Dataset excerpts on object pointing
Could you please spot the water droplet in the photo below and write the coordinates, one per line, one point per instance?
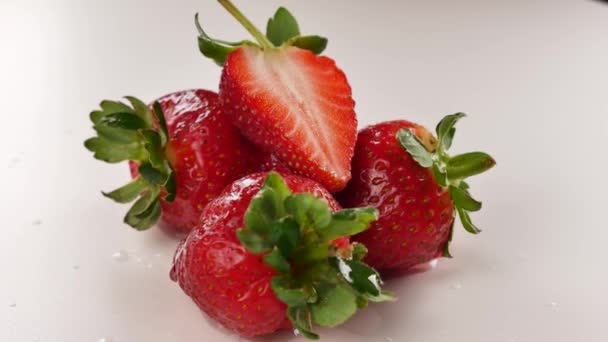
(456, 286)
(552, 305)
(120, 256)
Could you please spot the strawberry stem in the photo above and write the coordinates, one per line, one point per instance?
(247, 24)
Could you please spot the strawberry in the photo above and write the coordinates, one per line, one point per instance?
(406, 173)
(286, 99)
(270, 253)
(183, 153)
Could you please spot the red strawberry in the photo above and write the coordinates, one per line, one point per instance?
(288, 100)
(403, 171)
(290, 265)
(186, 163)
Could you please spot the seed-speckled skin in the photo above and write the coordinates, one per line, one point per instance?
(227, 282)
(415, 212)
(206, 151)
(295, 105)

**Objective:**
Arrange the lines of the listing above as a JSON list of strings, one string per line and blank lines omitted, starting at the line that contains "Could you please spot the red" and ending at the last line of the listing.

**Exercise response:**
[
  "Could you please spot the red strawberry in the photo above and write the coordinates, one per line, one point per instance?",
  "(288, 100)",
  "(403, 171)",
  "(290, 265)",
  "(186, 163)",
  "Could you please spot the seed-speckled skin in the photo above and write the coordinates, one per line, one point per instance?",
  "(227, 282)",
  "(415, 212)",
  "(206, 151)",
  "(295, 105)"
]